--- Aufgaben ---
**1)** Übersetze diesen Satz aus dem Text zum Vaterschaftsurlaub ins Englische: „Die Kosten für einen solchen staatlich finanzierten Vaterschaftsurlaub belaufen sich auf rund 230 Millionen Franken pro Jahr.“
**2)** Gib einen Abschnitt aus dem Text zum Vaterschaftsurlaub wörtlich wieder: Beginne bei den Worten „Parlament befürwortet staatliche“ und höre nach „zweiwöchigen Vaterschaftsurlaubs vorsah.“ auf.

--- Vorliegender Text ---
·····
Nach jahrelangem Seilziehen: Ist die Zeit reif für den Vaterschaftsurlaub?

Für die einen ist er ein purer Luxus und finanziell nicht tragbar, für die anderen ist er als Unterstützung frischgebackener Familien unerlässlich: der Vaterschaftsurlaub. Soll er staatlich finanziert werden – und wenn ja, in welcher Form? Diese Frage ist in Bundesbern seit Jahren ein ganz heisses Eisen. Nun kommt die Vorlage vors Volk: Im September stimmen wir darüber ab, ob Väter nach der Geburt ihres Kindes zwei Wochen frei bekommen sollen.

Es war im Jahr 2011, als die Idee eines Vaterschafts- oder Elternurlaubs zum ersten Mal als Postulat auf dem Tisch des Bundesrats landete. Damals befand die Exekutive, dass dieses Mittel für die bessere Vereinbarkeit von Beruf und Familie nicht oberste Priorität habe. 2016 versuchten es die Befürworter_innen erneut, doch auch diesmal scheiterten sie: Die parlamentarische Initiative für einen zweiwöchigen Vaterschaftsurlaub wurde abgelehnt.

Parlament befürwortet staatliche Finanzierung

Doch das Anliegen wurde noch lange nicht aufgegeben. Im Gegenteil: Die Entscheidung gegen den Vaterschaftsurlaub rief viel Unwillen hervor und führte 2017 zur Einreichung der Volksinitiative «Für einen vernünftigen Vaterschaftsurlaub – zum Nutzen der ganzen Familie», welche einen vierwöchigen bezahlten Vaterschaftsurlaub forderte. Das Initiativkomitee wurde von Elternorganisationen und über 60 Verbänden unterstützt. Durch die breite Abstützung des Anliegens erkannte das Parlament die gesellschaftliche Relevanz und sah Handlungsbedarf. So nahm es im September 2019 einen indirekten Gegenvorschlag zur Volksinitiative an, welcher die Einführung eines zweiwöchigen Vaterschaftsurlaubs vorsah.

Es schien, als wäre die Zeit reif für einen staatlich finanzierten Vaterschaftsurlaub. Doch ein Komitee aus den Reihen der Jungfreisinnigen und der SVP ist anderer Meinung und ergriff das Referendum gegen den Parlamentsbeschluss. Deswegen stimmen wir am 27. September über die Vorlage für einen staatlich finanzierten Vaterschaftsurlaub ab.

Zwei Wochen Urlaub statt einem Tag

Was soll sich mit der neuen Regelung ändern? Bisher ist im Schweizer Gesetz bloss der Mutterschaftsurlaub verankert. 14 Wochen beträgt jener, während ein Vater nach der Geburt in der Regel vom Betrieb aus einen oder zwei Tage frei bekommt. Mit der neuen Vorlage sollen daraus 14 nicht betrieblich, sondern gesetzlich geregelte Urlaubstage werden, die der Vater im ersten halben Jahr nach der Geburt beziehen kann – entweder an einem Stück oder in einzelnen Tagen. Die Kosten für einen solchen staatlich finanzierten Vaterschaftsurlaub belaufen sich auf rund 230 Millionen Franken pro Jahr. Finanziert werden soll dies über die Erwerbsersatzordnung (kurz EO), welche auch die Entschädigungen bei Mutterschaft und militärischer Dienstpflicht regelt.
·····
--- Gegebene Auflistung ---
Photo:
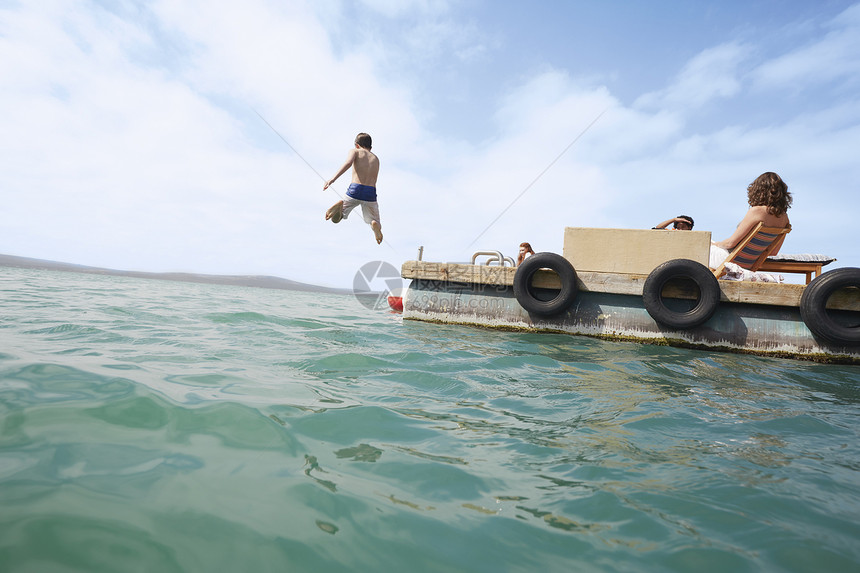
·····
--- Lösungen ---
**1)** The costs of such a state-funded paternity leave amount to around 230 million francs per year.

**2)**
Parlament befürwortet staatliche Finanzierung

Doch das Anliegen wurde noch lange nicht aufgegeben. Im Gegenteil: Die Entscheidung gegen den Vaterschaftsurlaub rief viel Unwillen hervor und führte 2017 zur Einreichung der Volksinitiative «Für einen vernünftigen Vaterschaftsurlaub – zum Nutzen der ganzen Familie», welche einen vierwöchigen bezahlten Vaterschaftsurlaub forderte. Das Initiativkomitee wurde von Elternorganisationen und über 60 Verbänden unterstützt. Durch die breite Abstützung des Anliegens erkannte das Parlament die gesellschaftliche Relevanz und sah Handlungsbedarf. So nahm es im September 2019 einen indirekten Gegenvorschlag zur Volksinitiative an, welcher die Einführung eines zweiwöchigen Vaterschaftsurlaubs vorsah.